Aussi, est-il peu surprenant que deux ans plus tard il ait été majoritairement convenu que, bien que la fourniture d'un support technique était hors du champ d'application du GNC-CT, le GNC en tant que collectif avait un rôle à jouer en matière de support technique et qu'il était nécessaire de définir ensemble ce que ce rôle devait être. Par la suite, le GNC-CT a demandé la rédaction de deux articles (Le Cuziat et Frize, 2015 ; Richardson et Ververs, 2015) pour évaluer le support fourni par le GNC aux plate-formes de coordination nationales, le rôle collectif joué par le GNC en matière de support technique et les meilleurs moyens de soutenir ce rôle. Des lacunes plus spécifiques ont été mises en évidence dans ces deux articles. L'une d'entre elles a conclu que :

« Il manque au secteur de la nutrition dans les situations d’urgence une plate-forme technique centrale capable de fournir une orientation stratégique sur la manière de prioriser et résoudre les lacunes relatives à la capacité technique dans chaque pays. » (Le Cuziat et Frize, 2015).

## [DONNÉES]
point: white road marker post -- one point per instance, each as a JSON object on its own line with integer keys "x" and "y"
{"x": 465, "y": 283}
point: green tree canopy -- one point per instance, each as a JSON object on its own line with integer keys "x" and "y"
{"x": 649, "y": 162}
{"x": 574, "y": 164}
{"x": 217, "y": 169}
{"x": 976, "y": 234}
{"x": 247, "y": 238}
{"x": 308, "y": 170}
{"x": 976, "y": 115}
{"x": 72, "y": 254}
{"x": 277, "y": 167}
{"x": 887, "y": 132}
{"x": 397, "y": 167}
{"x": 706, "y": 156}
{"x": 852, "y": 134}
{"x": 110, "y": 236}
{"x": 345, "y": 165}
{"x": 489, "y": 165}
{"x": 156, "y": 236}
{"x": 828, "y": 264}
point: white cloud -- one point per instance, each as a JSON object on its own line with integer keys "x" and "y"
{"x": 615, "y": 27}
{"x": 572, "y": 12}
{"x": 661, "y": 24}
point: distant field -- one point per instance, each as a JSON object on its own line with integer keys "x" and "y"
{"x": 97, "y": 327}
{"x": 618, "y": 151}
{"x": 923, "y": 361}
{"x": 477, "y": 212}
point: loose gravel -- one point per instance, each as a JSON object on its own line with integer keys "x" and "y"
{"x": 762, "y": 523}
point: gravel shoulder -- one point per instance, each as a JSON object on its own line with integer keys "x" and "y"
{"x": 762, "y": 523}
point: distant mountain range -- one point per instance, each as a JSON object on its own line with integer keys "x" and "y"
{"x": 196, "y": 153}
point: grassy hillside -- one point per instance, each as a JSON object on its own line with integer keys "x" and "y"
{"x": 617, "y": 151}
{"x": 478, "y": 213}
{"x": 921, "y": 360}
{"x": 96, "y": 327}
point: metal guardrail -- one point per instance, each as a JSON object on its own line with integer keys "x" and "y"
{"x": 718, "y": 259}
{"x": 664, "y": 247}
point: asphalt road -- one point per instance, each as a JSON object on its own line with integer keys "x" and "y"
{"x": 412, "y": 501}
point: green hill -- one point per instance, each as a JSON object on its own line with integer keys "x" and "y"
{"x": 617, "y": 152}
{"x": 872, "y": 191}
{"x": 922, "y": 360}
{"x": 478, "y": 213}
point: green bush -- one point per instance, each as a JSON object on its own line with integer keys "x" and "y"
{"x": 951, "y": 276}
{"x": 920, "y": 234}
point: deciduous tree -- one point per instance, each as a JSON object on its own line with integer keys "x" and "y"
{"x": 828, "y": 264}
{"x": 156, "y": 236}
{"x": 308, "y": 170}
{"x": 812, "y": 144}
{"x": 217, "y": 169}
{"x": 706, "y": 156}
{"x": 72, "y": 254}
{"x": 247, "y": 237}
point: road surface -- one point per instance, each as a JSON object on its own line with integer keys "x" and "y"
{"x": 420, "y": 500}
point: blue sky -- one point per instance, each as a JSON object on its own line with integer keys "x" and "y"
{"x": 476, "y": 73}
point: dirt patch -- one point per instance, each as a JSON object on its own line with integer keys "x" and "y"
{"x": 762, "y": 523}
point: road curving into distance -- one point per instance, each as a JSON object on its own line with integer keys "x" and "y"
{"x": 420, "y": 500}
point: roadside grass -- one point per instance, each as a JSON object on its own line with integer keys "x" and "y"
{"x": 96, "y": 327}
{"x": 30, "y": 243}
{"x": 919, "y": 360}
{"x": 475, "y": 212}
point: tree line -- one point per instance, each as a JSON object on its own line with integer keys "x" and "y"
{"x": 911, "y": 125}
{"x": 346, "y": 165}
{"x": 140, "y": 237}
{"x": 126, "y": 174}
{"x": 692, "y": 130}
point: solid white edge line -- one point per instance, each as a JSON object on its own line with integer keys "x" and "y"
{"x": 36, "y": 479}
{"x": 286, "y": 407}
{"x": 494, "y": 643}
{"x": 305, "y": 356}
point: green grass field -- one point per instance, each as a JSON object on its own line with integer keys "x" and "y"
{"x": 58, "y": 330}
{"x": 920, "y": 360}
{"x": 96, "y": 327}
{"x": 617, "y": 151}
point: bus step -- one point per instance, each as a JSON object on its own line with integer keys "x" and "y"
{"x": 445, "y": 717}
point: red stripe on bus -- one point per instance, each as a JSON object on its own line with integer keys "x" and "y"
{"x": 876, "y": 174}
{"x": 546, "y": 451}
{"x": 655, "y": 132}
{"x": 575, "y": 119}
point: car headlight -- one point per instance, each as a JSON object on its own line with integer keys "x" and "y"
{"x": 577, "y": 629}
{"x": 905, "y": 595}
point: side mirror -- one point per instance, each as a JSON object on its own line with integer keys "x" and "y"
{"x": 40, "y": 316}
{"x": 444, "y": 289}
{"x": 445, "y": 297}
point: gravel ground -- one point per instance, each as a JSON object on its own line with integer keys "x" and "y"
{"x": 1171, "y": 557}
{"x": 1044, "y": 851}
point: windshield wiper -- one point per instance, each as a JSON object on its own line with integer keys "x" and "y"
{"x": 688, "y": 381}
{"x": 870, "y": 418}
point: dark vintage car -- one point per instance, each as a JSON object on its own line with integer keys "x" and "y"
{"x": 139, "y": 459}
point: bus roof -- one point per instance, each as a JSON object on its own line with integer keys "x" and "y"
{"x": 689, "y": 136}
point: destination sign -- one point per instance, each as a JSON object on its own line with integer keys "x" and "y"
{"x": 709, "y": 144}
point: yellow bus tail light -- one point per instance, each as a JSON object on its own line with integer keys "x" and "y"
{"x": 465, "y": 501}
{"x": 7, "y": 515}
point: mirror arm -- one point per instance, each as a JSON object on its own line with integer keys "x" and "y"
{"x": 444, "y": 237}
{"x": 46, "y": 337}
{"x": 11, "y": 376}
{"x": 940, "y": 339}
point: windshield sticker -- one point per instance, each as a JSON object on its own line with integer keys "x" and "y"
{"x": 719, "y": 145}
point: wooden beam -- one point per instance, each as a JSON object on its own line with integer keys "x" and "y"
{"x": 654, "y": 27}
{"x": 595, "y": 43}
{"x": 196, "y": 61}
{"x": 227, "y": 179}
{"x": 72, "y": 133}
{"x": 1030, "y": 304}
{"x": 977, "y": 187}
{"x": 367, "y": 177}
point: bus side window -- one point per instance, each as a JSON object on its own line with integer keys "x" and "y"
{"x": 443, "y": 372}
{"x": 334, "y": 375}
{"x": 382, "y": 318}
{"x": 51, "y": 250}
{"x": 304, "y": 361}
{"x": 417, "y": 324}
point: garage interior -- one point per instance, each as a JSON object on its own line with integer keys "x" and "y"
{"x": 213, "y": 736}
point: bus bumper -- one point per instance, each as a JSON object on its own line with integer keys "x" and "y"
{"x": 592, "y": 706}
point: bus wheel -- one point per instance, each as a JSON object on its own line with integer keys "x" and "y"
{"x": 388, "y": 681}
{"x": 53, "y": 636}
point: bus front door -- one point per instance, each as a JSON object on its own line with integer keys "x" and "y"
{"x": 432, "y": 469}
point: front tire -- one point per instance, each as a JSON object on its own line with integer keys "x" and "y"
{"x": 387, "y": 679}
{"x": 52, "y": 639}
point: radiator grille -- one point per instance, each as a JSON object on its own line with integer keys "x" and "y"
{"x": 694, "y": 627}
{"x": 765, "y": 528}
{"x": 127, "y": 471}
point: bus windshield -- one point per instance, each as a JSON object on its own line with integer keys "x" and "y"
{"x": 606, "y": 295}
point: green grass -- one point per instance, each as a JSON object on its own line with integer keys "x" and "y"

## [CONSIGNE]
En vous appuyant sur l'extrait consacré au support technique du GNC, expliquez en une à trois phrases pourquoi le GNC-CT a demandé la rédaction de deux articles.

## [CORRIGÉ]
Le GNC-CT a demandé ces deux articles pour évaluer le support fourni par le GNC aux plate-formes de coordination nationales. Ils devaient aussi évaluer le rôle collectif joué par le GNC en matière de support technique et les meilleurs moyens de soutenir ce rôle.